** Supplied records follows **

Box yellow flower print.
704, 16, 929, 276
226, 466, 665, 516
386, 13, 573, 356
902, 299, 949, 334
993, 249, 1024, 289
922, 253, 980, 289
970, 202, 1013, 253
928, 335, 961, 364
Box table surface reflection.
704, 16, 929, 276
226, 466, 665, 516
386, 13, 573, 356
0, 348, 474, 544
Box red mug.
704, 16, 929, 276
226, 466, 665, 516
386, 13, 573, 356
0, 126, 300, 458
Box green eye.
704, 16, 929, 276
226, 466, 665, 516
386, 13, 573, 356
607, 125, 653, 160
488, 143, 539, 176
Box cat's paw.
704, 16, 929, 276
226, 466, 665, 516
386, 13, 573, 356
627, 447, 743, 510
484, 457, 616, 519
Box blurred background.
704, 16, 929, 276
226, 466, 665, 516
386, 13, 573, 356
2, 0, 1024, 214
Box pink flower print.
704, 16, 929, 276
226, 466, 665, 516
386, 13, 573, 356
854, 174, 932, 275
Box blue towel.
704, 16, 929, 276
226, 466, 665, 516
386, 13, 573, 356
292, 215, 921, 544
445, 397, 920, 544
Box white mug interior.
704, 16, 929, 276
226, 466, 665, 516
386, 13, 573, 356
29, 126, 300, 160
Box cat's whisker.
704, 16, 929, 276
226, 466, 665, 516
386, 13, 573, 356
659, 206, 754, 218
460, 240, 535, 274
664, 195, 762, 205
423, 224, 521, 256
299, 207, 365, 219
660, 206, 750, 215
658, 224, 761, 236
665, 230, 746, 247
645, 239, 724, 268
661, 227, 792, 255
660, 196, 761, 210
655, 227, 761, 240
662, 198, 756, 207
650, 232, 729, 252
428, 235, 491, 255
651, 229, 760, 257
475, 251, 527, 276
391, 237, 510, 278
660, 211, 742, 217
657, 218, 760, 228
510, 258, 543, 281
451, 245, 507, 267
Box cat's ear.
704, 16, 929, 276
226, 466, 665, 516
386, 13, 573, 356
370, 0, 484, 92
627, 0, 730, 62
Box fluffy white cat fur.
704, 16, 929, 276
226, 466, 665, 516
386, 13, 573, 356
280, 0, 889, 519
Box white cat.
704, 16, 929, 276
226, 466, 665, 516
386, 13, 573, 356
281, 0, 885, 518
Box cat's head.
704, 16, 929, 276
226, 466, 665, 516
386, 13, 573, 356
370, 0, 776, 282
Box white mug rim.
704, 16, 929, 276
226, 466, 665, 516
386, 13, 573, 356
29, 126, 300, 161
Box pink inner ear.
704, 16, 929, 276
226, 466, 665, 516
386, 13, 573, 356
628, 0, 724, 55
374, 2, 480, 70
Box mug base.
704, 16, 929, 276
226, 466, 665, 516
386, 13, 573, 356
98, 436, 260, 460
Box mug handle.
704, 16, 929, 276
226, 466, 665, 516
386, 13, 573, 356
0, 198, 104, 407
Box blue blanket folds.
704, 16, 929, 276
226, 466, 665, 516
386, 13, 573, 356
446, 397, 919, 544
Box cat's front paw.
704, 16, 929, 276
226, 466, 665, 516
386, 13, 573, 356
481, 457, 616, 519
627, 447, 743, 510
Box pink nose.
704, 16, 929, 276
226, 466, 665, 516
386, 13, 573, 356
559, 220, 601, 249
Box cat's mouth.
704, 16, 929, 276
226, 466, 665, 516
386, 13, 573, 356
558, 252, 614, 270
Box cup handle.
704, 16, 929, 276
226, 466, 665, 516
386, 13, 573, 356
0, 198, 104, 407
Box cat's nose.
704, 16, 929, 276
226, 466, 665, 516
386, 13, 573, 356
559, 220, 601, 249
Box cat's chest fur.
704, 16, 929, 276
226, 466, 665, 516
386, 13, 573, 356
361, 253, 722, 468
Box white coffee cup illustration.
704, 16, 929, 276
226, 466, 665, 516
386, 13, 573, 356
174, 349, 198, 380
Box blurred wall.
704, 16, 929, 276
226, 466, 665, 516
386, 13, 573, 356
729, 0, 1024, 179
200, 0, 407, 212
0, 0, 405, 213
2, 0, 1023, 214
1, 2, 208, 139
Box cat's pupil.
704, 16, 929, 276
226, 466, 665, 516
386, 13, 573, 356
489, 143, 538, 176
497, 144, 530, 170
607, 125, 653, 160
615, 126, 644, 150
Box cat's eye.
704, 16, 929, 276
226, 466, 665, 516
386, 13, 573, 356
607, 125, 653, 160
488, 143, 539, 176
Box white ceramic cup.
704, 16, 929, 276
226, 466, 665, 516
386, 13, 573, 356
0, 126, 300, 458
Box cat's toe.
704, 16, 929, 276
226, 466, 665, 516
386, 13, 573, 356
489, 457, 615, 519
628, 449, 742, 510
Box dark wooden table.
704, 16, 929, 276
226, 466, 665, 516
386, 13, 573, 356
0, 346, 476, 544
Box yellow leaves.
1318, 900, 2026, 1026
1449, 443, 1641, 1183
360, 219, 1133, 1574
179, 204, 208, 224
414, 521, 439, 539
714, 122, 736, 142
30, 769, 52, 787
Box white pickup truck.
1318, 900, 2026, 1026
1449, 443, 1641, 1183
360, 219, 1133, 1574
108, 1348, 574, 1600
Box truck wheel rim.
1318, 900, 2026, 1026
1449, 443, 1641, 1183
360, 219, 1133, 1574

** End of Supplied records **

◆ Aim of the exercise
From the data above, copy each line that holds "white".

◆ Response area
Box white mug interior.
Box fluffy white cat fur.
Box white cat.
Box white mug rim.
Box white coffee cup illustration.
Box white ceramic cup.
Box white pickup truck.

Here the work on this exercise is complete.